Texte fourni:
__________

Faut-il avoir peur du présent alors ? Le verdict n’est pas aussi direct à l’heure où l’homme découvre les affres de la virtualité (l’autre, celle des échanges d’informations de toute nature), s’engouffre dans ses abysses les yeux fermés, au risque d’y perdre un peu de sa consistance. Et ce n’est, évidemment, qu’un début. En restant du côté du divertissement, l’an passé, plus de 10 millions de personnes ont été fascinées par les avatars tridimensionnels de James Cameron, nous donnant, par la même occasion, un aperçu de ce que sera notre prochain environnement visuel (et publicitaire certainement, encore que Steven Spielberg l’avait déjà fait entrevoir avec son Minority Report visionnaire, lui-même adapté de nouvelles de Philipp K. Dick publiées en 1956) : des images devant  littéralement se jeter dans nos bras pour se faire remarquer et exister à nos yeux ! Poursuivons l’effacement… Dans la foulée du succès planétaire de ces grands hommes bleus (par opposition aux petits hommes verts, malgré la portée écologique du film), sur une île aux côtes déchiquetées, dans une ville mêlant tradition et modernité, au cœur d’une salle de fans illuminés, un nouveau pas était franchi : tout d’un coup, l’écran devenait obsolète.

__________

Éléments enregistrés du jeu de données
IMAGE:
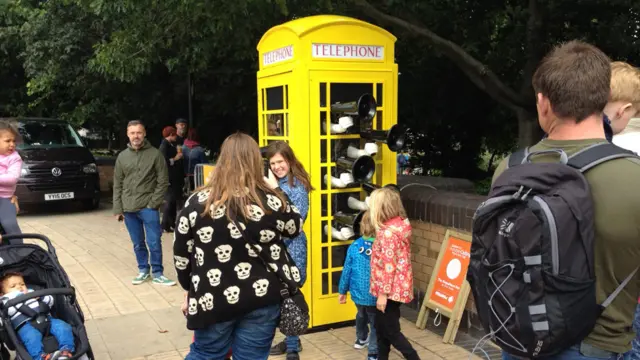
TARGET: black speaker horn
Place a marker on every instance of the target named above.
(350, 220)
(394, 137)
(365, 107)
(362, 168)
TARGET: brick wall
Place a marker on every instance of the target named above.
(432, 211)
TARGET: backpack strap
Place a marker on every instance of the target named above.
(517, 157)
(619, 288)
(597, 154)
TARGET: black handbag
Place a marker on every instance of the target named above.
(294, 311)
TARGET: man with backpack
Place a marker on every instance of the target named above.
(555, 247)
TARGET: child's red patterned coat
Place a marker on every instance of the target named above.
(391, 271)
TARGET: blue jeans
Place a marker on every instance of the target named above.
(293, 342)
(9, 219)
(365, 326)
(137, 223)
(634, 353)
(32, 338)
(249, 337)
(583, 351)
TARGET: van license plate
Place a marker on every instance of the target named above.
(58, 196)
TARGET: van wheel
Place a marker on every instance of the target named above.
(91, 204)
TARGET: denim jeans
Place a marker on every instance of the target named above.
(137, 223)
(583, 351)
(365, 319)
(249, 337)
(9, 219)
(32, 338)
(293, 342)
(634, 353)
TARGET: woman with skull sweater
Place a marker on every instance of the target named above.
(233, 297)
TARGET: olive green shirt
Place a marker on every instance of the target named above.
(140, 179)
(615, 188)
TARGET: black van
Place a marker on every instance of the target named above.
(57, 166)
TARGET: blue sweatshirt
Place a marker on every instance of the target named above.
(297, 246)
(356, 273)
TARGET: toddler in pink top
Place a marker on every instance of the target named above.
(10, 169)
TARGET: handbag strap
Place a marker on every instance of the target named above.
(284, 292)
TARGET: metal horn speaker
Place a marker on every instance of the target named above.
(362, 168)
(394, 137)
(369, 187)
(350, 220)
(356, 204)
(364, 108)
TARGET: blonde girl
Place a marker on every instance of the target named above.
(391, 273)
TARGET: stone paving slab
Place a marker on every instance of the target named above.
(144, 322)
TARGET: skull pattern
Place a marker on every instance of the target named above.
(243, 270)
(266, 236)
(203, 195)
(193, 306)
(255, 212)
(285, 269)
(223, 252)
(218, 212)
(250, 248)
(199, 256)
(192, 218)
(234, 231)
(195, 280)
(183, 225)
(206, 301)
(181, 262)
(214, 276)
(273, 202)
(261, 286)
(232, 294)
(275, 251)
(295, 273)
(290, 226)
(205, 234)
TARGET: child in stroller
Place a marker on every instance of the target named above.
(29, 318)
(41, 270)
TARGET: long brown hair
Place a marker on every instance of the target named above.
(296, 170)
(237, 177)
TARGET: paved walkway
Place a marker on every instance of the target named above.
(144, 322)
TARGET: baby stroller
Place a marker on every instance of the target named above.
(43, 273)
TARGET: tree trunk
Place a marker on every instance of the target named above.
(529, 131)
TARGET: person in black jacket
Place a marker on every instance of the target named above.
(173, 196)
(228, 246)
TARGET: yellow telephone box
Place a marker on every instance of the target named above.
(332, 82)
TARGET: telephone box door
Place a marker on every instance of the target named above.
(328, 254)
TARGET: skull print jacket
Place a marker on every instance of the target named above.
(225, 269)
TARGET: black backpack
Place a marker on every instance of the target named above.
(532, 256)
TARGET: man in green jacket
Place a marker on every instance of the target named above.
(139, 182)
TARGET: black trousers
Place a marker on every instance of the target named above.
(388, 331)
(173, 201)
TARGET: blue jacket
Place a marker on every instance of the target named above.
(297, 246)
(356, 273)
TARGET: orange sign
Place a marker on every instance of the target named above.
(451, 273)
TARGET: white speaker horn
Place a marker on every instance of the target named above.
(356, 204)
(335, 182)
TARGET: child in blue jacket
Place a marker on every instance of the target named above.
(355, 279)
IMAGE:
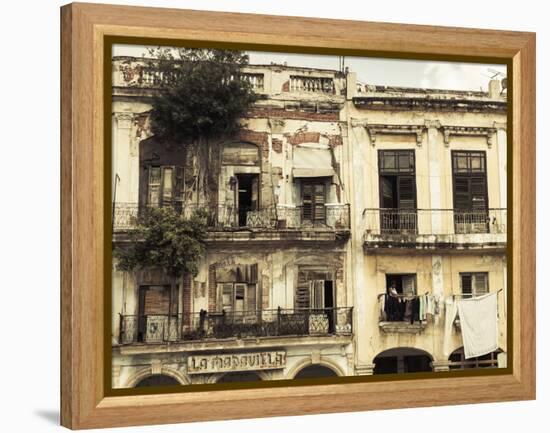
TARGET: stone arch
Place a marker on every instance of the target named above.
(403, 360)
(145, 372)
(308, 363)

__________

Tâche à réaliser: Recopiez intégralement le texte sur la virtualité, mot pour mot et sans aucune modification.

Réponse à la tâche:
Faut-il avoir peur du présent alors ? Le verdict n’est pas aussi direct à l’heure où l’homme découvre les affres de la virtualité (l’autre, celle des échanges d’informations de toute nature), s’engouffre dans ses abysses les yeux fermés, au risque d’y perdre un peu de sa consistance. Et ce n’est, évidemment, qu’un début. En restant du côté du divertissement, l’an passé, plus de 10 millions de personnes ont été fascinées par les avatars tridimensionnels de James Cameron, nous donnant, par la même occasion, un aperçu de ce que sera notre prochain environnement visuel (et publicitaire certainement, encore que Steven Spielberg l’avait déjà fait entrevoir avec son Minority Report visionnaire, lui-même adapté de nouvelles de Philipp K. Dick publiées en 1956) : des images devant  littéralement se jeter dans nos bras pour se faire remarquer et exister à nos yeux ! Poursuivons l’effacement… Dans la foulée du succès planétaire de ces grands hommes bleus (par opposition aux petits hommes verts, malgré la portée écologique du film), sur une île aux côtes déchiquetées, dans une ville mêlant tradition et modernité, au cœur d’une salle de fans illuminés, un nouveau pas était franchi : tout d’un coup, l’écran devenait obsolète.